◆ WHAT YOU HAVE TO DO
Exclude the pictures and return every line exactly as written.
─── RECORD LIST ───
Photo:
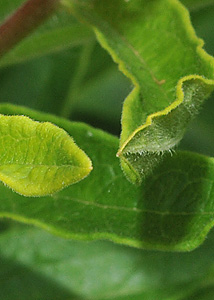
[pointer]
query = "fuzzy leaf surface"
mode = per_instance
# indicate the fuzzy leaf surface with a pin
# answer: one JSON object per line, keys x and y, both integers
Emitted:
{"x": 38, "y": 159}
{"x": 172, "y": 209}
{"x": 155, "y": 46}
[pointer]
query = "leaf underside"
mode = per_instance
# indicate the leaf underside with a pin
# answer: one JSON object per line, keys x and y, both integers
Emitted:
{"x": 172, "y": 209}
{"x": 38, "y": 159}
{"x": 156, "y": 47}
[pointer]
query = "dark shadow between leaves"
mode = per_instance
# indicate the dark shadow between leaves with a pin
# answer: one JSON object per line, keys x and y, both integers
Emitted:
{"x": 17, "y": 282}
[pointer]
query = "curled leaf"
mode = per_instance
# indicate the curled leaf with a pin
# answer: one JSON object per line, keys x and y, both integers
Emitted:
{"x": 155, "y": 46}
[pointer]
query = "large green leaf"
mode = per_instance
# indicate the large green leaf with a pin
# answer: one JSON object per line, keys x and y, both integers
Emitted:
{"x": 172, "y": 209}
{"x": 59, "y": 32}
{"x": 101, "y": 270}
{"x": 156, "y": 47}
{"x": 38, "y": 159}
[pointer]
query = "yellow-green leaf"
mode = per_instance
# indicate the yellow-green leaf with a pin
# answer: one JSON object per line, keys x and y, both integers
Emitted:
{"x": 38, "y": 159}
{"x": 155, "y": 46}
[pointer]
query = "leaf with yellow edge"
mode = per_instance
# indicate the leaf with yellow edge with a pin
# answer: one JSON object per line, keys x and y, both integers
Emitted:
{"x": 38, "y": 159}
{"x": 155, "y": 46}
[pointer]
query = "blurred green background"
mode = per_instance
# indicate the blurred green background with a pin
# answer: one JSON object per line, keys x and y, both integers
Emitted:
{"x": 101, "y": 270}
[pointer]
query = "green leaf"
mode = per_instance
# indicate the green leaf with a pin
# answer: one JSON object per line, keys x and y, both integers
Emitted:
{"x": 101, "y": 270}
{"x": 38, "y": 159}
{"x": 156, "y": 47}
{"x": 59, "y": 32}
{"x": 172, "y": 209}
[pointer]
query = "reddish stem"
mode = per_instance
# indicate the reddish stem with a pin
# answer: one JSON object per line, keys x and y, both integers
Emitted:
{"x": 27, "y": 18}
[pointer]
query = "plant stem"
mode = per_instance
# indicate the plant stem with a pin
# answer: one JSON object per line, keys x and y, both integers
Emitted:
───
◆ OUTPUT BELOW
Photo:
[pointer]
query = "fuzzy leaf surface"
mode = per_instance
# indicate the fuzzy leaf surface with a pin
# answer: one JSON object per line, keys x and y, both integers
Emitted:
{"x": 38, "y": 159}
{"x": 172, "y": 209}
{"x": 155, "y": 46}
[pointer]
query = "leaf underside"
mode = per_instance
# indicate the leaf underside with a pin
# answer: one JSON object per line, keys x and y, both integers
Emitted:
{"x": 172, "y": 209}
{"x": 38, "y": 159}
{"x": 156, "y": 47}
[pointer]
query = "dark shadow between leaves"
mode = per_instance
# indicate the dark shadow between leaves with a pin
# answer: one JSON object per line, keys x and y, both integers
Emitted:
{"x": 17, "y": 282}
[pointer]
query = "curled leaf"
mode = per_instance
# indicate the curled leaf with a pin
# answer: one JSON object per line, keys x and y, both integers
Emitted:
{"x": 155, "y": 46}
[pointer]
query = "large green leaf"
mode = per_instance
# indicate the large green leaf with a pin
# answer: one JSON object per line, keys x and y, both integers
Emitted:
{"x": 172, "y": 209}
{"x": 59, "y": 32}
{"x": 101, "y": 270}
{"x": 156, "y": 47}
{"x": 38, "y": 159}
[pointer]
query = "yellow-green leaf"
mode = per_instance
# indicate the yellow-green leaf with a pin
# answer: one JSON object per line, keys x and y, both integers
Emitted:
{"x": 38, "y": 159}
{"x": 155, "y": 46}
[pointer]
query = "leaf with yellow edge"
mode = per_instance
# indicate the leaf with yellow edge with a pin
# answer: one JSON object per line, keys x and y, both integers
Emitted:
{"x": 38, "y": 159}
{"x": 155, "y": 46}
[pointer]
query = "blurred green background"
mode = per_instance
# indicate the blurred green background with a pin
# answer: one JSON object per line, keys x and y, both integers
Emitted:
{"x": 101, "y": 270}
[pointer]
query = "green leaf"
mode = per_instance
# indicate the green leaf with a pin
# answer: one JSON object per line, keys x and y, both integers
Emitted:
{"x": 101, "y": 270}
{"x": 38, "y": 159}
{"x": 156, "y": 47}
{"x": 59, "y": 32}
{"x": 172, "y": 209}
[pointer]
query = "reddish stem"
mode = per_instance
# indicate the reddish stem with a pin
# answer: one JSON object per line, keys x and y, both integers
Emitted:
{"x": 27, "y": 18}
[pointer]
query = "plant stem"
mode = per_instance
# indicate the plant stem with a pin
# answer: one JSON object per line, keys x and y, both integers
Emitted:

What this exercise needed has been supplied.